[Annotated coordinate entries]
==========

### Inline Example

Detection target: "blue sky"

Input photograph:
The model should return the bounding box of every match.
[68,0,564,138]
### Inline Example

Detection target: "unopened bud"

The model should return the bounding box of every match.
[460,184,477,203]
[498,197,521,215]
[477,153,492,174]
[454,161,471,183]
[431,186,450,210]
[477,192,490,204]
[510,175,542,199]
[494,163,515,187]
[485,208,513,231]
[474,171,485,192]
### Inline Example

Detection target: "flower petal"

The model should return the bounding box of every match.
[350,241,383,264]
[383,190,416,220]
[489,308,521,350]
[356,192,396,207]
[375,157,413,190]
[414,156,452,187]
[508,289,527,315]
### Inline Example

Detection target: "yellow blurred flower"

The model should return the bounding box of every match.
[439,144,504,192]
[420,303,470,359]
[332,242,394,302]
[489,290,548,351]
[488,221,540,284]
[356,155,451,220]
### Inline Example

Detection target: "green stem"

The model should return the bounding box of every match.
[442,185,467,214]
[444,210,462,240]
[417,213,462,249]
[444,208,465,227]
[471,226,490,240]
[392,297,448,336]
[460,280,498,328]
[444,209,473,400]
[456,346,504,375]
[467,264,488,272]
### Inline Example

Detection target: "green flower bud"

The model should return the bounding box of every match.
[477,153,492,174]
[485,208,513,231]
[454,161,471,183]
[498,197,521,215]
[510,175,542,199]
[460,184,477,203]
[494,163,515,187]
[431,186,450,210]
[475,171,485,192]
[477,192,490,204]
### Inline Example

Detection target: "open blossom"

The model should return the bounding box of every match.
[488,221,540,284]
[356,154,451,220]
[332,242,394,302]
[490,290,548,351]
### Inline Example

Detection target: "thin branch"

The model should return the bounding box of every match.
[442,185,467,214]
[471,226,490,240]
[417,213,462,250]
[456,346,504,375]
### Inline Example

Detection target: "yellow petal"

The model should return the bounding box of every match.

==========

Task directions: Gather every line in the entries above that contains the word "yellow" and copy each of those lines in full.

Reply to the exercise:
Detection target: "yellow blurred flower"
Detection target: "yellow petal"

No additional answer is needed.